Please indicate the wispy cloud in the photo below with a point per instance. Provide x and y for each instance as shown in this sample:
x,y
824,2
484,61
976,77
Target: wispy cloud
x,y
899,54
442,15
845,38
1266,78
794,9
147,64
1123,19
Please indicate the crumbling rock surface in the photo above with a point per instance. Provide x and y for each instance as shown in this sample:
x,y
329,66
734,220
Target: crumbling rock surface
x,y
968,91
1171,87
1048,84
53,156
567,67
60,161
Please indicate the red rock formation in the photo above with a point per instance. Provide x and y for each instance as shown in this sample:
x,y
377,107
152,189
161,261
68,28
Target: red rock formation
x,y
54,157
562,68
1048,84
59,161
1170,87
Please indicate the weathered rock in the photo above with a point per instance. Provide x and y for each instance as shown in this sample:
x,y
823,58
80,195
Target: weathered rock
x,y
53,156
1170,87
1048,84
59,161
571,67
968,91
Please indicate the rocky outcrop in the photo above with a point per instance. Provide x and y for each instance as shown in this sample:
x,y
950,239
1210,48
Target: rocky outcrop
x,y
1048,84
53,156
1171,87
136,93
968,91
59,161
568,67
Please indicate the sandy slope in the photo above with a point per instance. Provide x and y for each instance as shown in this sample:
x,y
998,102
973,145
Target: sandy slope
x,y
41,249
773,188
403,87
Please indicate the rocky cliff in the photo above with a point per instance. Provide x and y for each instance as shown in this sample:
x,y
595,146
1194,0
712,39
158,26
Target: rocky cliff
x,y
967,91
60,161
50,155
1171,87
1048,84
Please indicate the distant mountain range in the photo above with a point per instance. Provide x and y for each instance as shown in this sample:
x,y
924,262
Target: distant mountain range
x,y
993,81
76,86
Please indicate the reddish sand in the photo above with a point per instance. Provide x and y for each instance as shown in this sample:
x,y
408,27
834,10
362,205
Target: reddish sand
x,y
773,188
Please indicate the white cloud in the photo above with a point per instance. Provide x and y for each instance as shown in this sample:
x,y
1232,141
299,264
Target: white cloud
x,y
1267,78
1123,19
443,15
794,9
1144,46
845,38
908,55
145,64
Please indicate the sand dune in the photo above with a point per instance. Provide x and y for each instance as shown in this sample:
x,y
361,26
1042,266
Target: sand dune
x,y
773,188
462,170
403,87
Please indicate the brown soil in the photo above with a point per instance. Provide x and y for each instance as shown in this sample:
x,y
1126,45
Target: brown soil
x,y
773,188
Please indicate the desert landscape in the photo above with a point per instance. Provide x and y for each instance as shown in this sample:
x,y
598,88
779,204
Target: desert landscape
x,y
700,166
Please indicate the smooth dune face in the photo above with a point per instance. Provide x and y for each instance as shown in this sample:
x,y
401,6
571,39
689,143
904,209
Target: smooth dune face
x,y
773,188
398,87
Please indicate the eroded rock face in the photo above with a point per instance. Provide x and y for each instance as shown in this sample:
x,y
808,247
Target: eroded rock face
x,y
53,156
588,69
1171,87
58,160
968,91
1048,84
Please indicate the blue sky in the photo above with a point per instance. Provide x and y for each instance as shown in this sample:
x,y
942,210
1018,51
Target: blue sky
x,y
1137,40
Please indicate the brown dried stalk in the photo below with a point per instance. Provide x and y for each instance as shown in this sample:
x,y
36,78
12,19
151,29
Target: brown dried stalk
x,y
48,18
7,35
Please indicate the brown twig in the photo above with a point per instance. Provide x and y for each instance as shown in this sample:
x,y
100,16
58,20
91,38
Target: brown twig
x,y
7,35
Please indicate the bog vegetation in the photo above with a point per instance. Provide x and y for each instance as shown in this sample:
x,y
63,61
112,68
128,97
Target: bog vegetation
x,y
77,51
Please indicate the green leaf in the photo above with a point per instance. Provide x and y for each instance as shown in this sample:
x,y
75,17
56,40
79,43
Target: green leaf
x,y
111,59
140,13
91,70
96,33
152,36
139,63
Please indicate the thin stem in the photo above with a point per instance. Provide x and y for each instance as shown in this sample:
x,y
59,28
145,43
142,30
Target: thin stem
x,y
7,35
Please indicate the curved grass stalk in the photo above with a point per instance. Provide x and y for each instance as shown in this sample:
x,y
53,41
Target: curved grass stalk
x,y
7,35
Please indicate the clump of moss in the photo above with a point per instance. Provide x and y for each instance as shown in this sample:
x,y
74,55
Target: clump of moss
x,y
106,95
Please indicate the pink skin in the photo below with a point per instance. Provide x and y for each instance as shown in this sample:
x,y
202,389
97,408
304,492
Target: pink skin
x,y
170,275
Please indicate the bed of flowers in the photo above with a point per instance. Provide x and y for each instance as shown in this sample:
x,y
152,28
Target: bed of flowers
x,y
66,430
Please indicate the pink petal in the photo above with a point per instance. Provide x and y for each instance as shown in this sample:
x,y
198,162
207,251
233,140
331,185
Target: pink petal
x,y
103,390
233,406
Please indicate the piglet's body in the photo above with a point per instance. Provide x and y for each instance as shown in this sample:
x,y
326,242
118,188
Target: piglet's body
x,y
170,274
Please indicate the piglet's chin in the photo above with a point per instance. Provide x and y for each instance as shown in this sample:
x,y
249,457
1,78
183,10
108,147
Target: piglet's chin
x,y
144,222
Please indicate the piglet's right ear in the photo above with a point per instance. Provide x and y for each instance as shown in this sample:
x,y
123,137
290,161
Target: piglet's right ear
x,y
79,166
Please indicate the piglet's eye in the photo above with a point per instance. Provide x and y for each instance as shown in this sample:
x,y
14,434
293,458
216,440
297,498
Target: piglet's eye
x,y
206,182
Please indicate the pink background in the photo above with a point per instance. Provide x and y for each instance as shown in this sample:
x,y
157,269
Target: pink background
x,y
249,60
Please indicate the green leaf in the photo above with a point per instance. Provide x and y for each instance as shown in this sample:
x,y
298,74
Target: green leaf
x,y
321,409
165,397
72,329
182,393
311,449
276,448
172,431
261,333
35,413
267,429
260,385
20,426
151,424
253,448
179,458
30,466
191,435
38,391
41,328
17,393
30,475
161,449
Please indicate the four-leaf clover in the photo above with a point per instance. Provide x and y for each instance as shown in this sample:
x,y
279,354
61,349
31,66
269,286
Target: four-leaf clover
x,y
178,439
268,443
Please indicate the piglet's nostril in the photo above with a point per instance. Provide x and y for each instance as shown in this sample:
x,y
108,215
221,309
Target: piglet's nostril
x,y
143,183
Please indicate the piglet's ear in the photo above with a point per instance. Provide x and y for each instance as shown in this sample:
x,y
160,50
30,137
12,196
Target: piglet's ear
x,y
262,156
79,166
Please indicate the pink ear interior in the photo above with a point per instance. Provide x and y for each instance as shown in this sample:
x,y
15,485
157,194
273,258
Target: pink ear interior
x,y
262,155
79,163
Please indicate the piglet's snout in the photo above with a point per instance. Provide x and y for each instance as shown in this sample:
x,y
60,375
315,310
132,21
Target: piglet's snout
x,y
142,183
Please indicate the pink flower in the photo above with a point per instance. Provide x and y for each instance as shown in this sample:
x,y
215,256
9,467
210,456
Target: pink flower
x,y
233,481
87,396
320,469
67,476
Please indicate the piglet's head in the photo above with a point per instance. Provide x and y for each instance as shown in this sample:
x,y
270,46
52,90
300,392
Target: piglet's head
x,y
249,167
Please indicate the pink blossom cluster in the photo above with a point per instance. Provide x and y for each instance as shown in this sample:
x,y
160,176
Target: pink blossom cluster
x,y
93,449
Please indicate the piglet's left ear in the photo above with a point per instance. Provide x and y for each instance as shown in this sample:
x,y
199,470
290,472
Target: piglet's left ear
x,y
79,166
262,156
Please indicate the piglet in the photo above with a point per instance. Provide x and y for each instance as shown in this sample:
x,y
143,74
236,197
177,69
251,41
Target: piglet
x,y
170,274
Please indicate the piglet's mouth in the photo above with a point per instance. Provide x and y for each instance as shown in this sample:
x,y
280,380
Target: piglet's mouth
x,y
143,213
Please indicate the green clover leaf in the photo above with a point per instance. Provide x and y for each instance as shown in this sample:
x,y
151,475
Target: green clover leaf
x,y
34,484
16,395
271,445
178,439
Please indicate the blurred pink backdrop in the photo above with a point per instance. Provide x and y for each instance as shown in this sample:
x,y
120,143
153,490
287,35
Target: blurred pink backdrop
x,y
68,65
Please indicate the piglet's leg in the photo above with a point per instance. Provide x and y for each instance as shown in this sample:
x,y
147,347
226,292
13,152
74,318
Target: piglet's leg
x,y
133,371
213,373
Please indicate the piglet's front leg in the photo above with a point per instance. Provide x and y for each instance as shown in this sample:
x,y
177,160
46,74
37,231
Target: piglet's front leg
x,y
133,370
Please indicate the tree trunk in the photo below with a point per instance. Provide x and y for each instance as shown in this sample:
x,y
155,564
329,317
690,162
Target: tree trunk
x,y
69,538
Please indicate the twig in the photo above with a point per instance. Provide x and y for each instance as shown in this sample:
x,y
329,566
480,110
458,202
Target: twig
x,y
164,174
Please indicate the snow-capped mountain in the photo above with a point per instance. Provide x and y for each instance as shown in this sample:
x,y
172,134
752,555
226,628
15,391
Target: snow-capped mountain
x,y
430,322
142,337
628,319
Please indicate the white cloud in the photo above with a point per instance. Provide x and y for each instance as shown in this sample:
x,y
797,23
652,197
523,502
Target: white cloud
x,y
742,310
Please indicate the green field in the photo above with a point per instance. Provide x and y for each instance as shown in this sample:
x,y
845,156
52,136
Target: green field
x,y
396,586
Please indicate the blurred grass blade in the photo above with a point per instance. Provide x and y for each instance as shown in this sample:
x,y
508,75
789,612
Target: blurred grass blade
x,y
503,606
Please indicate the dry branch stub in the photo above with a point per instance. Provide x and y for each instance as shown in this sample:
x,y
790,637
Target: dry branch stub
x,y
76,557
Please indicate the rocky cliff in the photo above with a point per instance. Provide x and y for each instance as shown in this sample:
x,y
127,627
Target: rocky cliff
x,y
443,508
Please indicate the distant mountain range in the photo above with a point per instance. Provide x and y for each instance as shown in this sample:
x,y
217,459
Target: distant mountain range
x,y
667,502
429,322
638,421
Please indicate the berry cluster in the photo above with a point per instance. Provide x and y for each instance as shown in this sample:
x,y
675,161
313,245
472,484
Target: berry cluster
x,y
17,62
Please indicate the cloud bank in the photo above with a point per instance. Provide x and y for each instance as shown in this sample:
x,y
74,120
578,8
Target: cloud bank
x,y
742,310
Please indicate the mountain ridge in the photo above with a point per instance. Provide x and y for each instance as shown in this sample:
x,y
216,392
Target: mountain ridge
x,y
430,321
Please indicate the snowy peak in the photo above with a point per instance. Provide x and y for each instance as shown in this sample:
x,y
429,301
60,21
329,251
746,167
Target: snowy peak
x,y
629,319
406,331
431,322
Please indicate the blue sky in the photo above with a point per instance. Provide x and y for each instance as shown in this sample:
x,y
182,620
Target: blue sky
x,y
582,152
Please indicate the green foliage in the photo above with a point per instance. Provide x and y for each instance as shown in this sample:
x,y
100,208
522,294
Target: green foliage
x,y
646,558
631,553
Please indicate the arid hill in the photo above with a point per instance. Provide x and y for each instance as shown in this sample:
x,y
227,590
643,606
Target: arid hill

GOAL. Repeat, word for word, every line from the line that contains "Please indicate the cloud" to the end of the entries; include both of those lines and no others.

TASK OUTPUT.
Please indicate the cloud bank in the photo above with a point per instance. Provide x and y for each instance as shown in this sample:
x,y
74,120
578,8
Target: cloud bank
x,y
742,310
Please indicate the mountain ridge in the photo above with a point per instance. Provide x and y for each instance as shown in this sample:
x,y
216,392
Target: mountain ridge
x,y
430,321
Please indicate the snowy peak in the photo above with a point per instance. Provide x and y for each instance as shown in this sample:
x,y
429,301
60,21
329,251
746,167
Target: snowy peak
x,y
629,319
406,331
431,322
Please indicate the blue sky in the photo above with a point per instance. Provide x and y for each instance as shown in this sample:
x,y
182,620
Target: blue sky
x,y
582,152
Please indicate the green foliage in the photo above with a point per instance. Provide x and y for each instance as shown in this sample:
x,y
100,208
522,294
Target: green foliage
x,y
646,558
631,553
Please indicate the arid hill in the photo above with a point per instance. Provide x and y for each instance as shown in this sample:
x,y
227,590
643,606
Target: arid hill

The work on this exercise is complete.